> **PROBLEM STATEMENT**
Please copy the lines below word for word, keeping every one of them in its original order.

> **DATASET ENTRIES**
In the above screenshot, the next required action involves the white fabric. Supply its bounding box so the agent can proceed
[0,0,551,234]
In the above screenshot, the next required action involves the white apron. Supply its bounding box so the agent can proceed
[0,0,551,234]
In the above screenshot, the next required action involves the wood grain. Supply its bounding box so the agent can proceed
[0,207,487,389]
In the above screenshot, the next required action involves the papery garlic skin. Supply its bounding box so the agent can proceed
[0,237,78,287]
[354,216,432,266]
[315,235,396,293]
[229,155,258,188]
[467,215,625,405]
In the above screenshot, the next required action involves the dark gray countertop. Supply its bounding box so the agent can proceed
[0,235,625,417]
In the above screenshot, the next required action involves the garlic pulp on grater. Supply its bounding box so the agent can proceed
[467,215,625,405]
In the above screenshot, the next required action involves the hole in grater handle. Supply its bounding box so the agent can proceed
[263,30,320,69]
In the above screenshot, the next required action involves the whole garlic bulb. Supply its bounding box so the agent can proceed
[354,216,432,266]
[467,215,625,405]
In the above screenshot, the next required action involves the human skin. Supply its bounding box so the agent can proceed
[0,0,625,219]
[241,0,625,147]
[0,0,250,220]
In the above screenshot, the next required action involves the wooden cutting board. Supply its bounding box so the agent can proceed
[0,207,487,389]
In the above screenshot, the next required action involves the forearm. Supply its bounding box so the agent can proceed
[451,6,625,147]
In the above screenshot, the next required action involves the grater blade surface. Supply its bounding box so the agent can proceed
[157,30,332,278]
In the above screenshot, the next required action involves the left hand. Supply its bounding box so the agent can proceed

> **TASK RESULT**
In the above screenshot, the next required action involves the white fabric. Supply its bounding box so the agent can proceed
[0,0,551,234]
In the above screenshot, the next required action involves the white apron. Supply its bounding box so the agent can proceed
[0,0,551,234]
In the above screenshot, the next required action involves the wood grain. Supply its bounding box so the agent can proceed
[0,207,487,389]
In the above screenshot, the next required action involves the papery garlic skin. Supply its bounding box so the agent can proceed
[0,237,78,287]
[354,216,432,266]
[315,235,396,293]
[229,155,258,188]
[467,215,625,405]
In the above screenshot, the next required action involves the dark gray countertop. Supply its bounding box so the agent can proceed
[0,235,625,417]
In the above screenshot, the next required action involves the garlic pulp on grater. Supply its bounding box so the agent can proceed
[467,215,625,405]
In the above screenshot, the next required action involves the hole in grater handle. Supply its bounding box so the agent can proceed
[263,30,320,69]
In the above screenshot, the next required action involves the whole garlic bulb. Supply its bounding box so the agent can proceed
[354,216,432,266]
[467,215,625,405]
In the above screenshot, the next required action involves the human skin. Supply its bounding box so the agent can proceed
[0,0,625,219]
[241,0,625,147]
[0,0,250,220]
In the above screenshot, the next required action involves the wooden cutting board. Supply its bounding box so the agent can proceed
[0,207,487,389]
In the above screenshot, the next required action involves the forearm. Supply its bounding box so the agent can proceed
[451,6,625,147]
In the above screenshot, the next required action involves the grater blade surface. Supply its bounding box so the agent can proceed
[157,30,332,278]
In the above screenshot, the next required action involves the left hand. Supply its bounding box so the agent can proceed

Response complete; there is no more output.